*TASK REQUIREMENTS*
Please repeat all of the records, keeping every word unchanged.

Saved entries
——————————

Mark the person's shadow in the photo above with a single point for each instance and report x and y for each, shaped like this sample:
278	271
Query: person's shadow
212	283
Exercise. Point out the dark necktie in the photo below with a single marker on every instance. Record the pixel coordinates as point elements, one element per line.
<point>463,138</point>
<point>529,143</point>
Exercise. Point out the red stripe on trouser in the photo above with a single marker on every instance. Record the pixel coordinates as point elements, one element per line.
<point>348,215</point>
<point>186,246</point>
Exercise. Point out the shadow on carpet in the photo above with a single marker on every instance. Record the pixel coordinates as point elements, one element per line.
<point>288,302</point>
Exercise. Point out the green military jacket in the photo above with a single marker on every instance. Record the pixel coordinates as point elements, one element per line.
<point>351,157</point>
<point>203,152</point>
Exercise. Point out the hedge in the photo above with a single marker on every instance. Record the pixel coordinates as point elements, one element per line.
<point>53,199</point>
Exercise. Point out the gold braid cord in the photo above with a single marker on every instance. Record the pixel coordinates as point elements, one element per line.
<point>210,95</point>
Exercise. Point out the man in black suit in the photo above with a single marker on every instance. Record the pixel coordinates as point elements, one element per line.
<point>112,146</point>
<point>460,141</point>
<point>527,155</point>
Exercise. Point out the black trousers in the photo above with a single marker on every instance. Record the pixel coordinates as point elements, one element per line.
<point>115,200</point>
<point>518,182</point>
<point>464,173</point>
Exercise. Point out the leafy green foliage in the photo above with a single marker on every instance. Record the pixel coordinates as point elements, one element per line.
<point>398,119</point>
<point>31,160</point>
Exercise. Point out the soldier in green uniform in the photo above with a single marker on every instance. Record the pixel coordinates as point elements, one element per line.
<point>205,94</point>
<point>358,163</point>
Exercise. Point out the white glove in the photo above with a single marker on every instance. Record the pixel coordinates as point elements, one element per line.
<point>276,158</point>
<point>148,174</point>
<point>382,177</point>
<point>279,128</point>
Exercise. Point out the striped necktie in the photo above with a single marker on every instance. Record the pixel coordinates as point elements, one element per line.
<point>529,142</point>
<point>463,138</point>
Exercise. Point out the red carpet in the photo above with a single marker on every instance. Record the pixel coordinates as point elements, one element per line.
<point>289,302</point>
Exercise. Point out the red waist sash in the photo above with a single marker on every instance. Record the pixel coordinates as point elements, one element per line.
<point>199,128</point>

——————————

*RESULT FOR THIS TASK*
Mark the person's shadow in the photo above with a single point for each instance and report x and y for each, shaped like this sample:
278	271
Query: person's shadow
212	283
Exercise. Point out the dark necktie in the photo below with a single marker on every instance. Record the pixel coordinates as point elements, one element per line.
<point>463,138</point>
<point>529,143</point>
Exercise. Point out the red stripe on trouser in the photo above with a single marker on every instance. Record the pixel coordinates as point elements, one element per line.
<point>348,215</point>
<point>186,246</point>
Exercise. Point out the shadow on carpet in the photo above with a single marker on every instance. Record the pixel coordinates as point elements, one element per line.
<point>288,302</point>
Exercise. Point out the green military jacket in the photo above with a single marker on every instance. Record the pixel coordinates as point elements, one element per line.
<point>351,157</point>
<point>203,152</point>
Exercise. Point out the hedge in the photo above with a single marker on every instance. Record the pixel coordinates as point elements, one element per line.
<point>53,199</point>
Exercise. Point out the gold braid cord in the photo above with a single marker on every instance. Record the pixel coordinates as point elements, one element per line.
<point>210,95</point>
Exercise. Point out the man in black suit in the photo above with a single marker on every instance. Record the pixel coordinates as point elements, one element per line.
<point>112,146</point>
<point>460,141</point>
<point>527,155</point>
Exercise. Point out the black trousers in the photo above with a single marker on every instance. Record the pixel coordinates as point elements, one element per line.
<point>115,200</point>
<point>518,182</point>
<point>464,173</point>
Exercise. Point out the leafy green foliage in the photo above with a single marker on every instance. Record the pixel coordinates as point elements, one element per line.
<point>398,119</point>
<point>31,160</point>
Exercise. Point out the soldier in green uniform in the photo above with a single marker on every instance. Record the pixel coordinates as point elements, one element per line.
<point>205,94</point>
<point>358,163</point>
Exercise. Point out the white glove in the photo above with a single marker on every instance. Record the pixel coordinates as point elements, one element per line.
<point>276,158</point>
<point>148,174</point>
<point>382,177</point>
<point>279,128</point>
Exercise. Point out the striped necktie in the photo above with a single marker on every instance. Record the pixel coordinates as point elements, one element per line.
<point>529,142</point>
<point>463,138</point>
Exercise. Point out the red carpet in the photo above with a single marker on every instance. Record the pixel coordinates as point elements, one element per line.
<point>289,302</point>
Exercise. Point out the red waist sash in the photo above with a single marker on every instance. Record the pixel coordinates as point elements, one element per line.
<point>199,128</point>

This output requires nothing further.